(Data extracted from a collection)
■ ■ ■ ■

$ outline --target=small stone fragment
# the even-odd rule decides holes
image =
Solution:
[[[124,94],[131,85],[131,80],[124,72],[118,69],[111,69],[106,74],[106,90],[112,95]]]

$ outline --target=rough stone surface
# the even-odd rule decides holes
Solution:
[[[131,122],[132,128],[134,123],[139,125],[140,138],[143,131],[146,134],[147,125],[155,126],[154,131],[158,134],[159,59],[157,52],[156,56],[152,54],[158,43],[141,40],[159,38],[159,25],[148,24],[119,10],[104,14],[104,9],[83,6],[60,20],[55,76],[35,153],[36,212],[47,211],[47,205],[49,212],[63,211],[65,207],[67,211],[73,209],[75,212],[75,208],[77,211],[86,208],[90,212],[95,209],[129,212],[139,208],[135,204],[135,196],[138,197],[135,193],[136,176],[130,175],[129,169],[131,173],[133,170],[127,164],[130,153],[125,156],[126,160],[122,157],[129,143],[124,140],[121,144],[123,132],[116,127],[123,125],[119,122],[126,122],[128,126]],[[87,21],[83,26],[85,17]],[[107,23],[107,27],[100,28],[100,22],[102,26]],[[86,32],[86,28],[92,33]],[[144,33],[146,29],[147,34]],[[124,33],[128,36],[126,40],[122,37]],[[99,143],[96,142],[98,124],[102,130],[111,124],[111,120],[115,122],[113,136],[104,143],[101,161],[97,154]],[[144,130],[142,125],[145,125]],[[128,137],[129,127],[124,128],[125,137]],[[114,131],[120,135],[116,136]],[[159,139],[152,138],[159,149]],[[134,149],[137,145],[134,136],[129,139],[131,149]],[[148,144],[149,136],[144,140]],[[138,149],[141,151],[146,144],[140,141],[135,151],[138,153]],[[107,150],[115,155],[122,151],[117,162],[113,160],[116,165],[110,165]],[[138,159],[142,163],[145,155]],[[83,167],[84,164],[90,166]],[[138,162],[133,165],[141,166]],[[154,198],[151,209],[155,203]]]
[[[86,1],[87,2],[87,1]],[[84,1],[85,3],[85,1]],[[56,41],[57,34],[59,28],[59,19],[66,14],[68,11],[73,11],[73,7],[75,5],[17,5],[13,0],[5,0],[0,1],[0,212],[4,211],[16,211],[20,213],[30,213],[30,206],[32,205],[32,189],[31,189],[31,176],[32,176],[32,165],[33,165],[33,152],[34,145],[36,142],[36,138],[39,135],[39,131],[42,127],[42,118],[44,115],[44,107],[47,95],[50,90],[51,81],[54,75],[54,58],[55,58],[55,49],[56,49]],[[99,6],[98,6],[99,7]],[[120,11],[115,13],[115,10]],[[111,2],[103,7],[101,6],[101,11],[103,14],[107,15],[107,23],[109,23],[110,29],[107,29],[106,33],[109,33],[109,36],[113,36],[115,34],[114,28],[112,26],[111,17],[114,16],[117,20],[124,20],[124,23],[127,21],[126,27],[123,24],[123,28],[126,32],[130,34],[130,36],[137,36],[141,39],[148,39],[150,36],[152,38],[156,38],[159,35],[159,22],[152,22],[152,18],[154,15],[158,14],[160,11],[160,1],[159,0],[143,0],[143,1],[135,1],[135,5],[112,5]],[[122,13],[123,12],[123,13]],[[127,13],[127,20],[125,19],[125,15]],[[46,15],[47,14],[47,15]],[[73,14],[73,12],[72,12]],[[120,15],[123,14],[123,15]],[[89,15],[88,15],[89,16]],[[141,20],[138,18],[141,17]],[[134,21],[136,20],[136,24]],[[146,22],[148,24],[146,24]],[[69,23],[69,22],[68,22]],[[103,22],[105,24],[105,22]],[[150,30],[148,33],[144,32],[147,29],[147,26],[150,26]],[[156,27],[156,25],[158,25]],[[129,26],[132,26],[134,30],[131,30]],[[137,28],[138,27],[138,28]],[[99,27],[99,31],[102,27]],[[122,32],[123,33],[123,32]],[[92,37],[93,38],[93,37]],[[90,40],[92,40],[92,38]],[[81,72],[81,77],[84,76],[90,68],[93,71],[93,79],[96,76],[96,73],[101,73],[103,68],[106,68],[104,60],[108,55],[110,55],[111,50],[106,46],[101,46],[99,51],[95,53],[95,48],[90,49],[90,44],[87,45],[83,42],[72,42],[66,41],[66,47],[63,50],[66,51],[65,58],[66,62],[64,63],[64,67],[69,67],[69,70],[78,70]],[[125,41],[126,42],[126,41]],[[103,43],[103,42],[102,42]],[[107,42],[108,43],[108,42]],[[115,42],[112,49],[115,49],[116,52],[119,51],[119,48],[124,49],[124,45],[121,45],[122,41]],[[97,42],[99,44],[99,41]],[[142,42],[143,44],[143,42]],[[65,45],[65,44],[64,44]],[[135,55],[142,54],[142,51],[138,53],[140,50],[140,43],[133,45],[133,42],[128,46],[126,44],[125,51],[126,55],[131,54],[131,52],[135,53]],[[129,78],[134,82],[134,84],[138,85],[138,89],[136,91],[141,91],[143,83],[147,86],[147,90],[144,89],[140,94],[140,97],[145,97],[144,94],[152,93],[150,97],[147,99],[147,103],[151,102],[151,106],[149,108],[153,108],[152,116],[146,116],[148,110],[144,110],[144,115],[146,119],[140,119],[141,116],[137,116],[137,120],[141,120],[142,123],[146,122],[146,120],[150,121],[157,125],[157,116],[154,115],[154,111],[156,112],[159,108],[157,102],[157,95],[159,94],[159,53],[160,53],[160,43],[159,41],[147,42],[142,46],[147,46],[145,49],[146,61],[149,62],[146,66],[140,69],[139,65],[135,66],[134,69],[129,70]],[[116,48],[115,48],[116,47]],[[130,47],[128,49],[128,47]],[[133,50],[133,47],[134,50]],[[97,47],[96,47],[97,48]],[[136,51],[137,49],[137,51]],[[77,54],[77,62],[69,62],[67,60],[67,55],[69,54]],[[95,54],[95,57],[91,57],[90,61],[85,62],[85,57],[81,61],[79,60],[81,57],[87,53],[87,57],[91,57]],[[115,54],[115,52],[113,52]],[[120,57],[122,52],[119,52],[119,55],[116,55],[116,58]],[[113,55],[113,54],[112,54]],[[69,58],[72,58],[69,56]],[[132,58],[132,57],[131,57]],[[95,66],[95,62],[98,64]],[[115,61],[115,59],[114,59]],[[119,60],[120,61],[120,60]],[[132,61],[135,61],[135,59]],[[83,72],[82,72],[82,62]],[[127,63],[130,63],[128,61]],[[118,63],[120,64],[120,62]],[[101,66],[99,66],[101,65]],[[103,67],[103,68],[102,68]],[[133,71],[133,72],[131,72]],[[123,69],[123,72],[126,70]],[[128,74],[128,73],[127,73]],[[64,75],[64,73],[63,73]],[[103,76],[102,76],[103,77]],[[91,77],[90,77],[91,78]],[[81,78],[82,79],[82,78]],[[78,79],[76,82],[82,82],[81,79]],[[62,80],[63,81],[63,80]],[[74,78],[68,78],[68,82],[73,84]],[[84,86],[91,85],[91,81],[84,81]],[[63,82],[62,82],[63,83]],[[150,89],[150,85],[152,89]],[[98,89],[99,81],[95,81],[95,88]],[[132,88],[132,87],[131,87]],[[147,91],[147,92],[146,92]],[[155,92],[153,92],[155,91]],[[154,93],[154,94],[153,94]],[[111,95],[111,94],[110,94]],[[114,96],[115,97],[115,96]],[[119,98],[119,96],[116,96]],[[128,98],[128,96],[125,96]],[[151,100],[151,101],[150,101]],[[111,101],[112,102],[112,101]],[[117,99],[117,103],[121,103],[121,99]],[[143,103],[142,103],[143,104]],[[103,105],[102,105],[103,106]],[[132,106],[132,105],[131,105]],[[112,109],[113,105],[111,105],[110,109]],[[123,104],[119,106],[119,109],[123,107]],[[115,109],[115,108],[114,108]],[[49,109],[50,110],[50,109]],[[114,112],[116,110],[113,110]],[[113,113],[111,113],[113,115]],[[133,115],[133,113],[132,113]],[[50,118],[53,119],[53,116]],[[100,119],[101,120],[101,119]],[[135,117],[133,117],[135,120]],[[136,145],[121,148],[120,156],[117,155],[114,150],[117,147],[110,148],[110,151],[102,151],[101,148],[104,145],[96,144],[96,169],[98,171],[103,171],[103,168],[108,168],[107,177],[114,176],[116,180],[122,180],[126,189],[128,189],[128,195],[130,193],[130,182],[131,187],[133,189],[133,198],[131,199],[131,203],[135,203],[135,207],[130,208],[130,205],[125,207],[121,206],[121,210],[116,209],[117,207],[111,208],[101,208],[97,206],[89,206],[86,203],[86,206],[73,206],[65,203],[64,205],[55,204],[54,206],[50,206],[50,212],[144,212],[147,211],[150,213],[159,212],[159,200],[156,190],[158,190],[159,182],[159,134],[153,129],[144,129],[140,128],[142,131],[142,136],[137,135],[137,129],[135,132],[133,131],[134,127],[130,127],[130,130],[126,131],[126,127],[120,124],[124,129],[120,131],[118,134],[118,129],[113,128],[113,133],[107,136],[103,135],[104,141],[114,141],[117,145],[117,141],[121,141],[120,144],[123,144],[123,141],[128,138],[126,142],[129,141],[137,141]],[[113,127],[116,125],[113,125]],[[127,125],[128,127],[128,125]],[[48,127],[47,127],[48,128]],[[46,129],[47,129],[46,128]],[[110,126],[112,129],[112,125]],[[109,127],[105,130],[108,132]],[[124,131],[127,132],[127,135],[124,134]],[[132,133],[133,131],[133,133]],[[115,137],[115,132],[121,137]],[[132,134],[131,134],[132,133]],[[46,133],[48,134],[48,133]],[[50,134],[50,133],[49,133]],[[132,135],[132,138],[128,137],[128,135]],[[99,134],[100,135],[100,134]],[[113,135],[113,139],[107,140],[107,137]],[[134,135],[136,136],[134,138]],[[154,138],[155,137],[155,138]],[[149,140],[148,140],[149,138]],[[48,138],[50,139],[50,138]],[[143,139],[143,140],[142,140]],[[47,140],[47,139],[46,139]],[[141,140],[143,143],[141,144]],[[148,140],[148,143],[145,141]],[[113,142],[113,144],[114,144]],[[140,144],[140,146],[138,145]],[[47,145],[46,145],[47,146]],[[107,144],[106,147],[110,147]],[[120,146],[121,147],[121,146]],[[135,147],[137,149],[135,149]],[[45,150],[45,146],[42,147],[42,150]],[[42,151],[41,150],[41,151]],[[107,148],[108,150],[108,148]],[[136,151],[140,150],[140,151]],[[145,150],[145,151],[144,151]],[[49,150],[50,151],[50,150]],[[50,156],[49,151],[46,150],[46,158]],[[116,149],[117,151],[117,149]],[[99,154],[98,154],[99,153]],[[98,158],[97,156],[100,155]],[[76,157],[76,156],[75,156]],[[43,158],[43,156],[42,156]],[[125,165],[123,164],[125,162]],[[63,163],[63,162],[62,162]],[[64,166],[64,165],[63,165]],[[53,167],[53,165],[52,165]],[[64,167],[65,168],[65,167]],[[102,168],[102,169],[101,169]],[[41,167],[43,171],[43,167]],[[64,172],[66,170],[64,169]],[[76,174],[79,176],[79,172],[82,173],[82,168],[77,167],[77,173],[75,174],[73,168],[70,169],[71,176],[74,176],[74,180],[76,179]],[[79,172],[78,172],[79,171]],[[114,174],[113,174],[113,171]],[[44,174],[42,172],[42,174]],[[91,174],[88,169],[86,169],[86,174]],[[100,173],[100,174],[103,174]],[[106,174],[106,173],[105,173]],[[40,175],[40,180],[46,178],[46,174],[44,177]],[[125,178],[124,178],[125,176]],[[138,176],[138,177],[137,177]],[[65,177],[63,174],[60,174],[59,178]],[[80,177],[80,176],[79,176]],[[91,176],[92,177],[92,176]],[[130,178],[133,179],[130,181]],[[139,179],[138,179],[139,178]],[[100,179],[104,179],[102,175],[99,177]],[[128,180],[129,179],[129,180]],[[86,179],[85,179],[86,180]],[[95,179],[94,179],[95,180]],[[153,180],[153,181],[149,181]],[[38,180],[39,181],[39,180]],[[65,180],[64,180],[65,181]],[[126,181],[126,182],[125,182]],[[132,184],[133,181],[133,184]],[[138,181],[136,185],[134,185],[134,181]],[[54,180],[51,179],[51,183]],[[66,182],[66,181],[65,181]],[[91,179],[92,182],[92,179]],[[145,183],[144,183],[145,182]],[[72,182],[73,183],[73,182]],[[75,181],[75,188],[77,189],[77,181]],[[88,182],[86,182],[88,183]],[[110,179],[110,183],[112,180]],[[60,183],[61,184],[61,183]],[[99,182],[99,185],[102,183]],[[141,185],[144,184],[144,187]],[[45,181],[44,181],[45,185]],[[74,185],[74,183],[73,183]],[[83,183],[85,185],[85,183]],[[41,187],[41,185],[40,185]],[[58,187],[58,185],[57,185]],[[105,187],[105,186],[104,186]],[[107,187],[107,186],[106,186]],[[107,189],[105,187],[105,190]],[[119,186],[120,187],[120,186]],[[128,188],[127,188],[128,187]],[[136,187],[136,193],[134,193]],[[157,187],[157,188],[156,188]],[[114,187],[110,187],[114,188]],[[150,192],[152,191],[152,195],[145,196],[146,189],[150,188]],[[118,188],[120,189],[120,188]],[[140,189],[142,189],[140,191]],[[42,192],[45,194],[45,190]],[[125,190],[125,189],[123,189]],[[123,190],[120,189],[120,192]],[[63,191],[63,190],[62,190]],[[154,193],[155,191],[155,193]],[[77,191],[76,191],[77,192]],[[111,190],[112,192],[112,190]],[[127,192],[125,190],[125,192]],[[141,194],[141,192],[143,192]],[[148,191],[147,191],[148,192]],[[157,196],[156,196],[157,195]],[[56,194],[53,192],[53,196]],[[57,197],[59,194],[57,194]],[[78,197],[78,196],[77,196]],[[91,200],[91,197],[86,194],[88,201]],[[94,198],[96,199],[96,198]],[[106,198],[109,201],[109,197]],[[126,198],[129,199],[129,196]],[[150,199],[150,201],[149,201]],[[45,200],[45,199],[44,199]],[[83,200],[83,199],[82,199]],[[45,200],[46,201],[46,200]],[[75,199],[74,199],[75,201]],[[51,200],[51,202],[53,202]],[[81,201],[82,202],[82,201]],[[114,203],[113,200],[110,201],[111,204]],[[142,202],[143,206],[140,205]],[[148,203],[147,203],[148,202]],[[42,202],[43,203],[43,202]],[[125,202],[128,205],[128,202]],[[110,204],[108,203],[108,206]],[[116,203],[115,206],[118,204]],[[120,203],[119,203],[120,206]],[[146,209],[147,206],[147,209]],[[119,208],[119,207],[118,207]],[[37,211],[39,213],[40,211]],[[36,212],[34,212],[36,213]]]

■ ■ ■ ■

### REQUIREMENTS
Gather every line of the records above that contains the string "target". Case counts.

### EXPECTED OUTPUT
$ outline --target=small stone fragment
$ outline --target=rough stone surface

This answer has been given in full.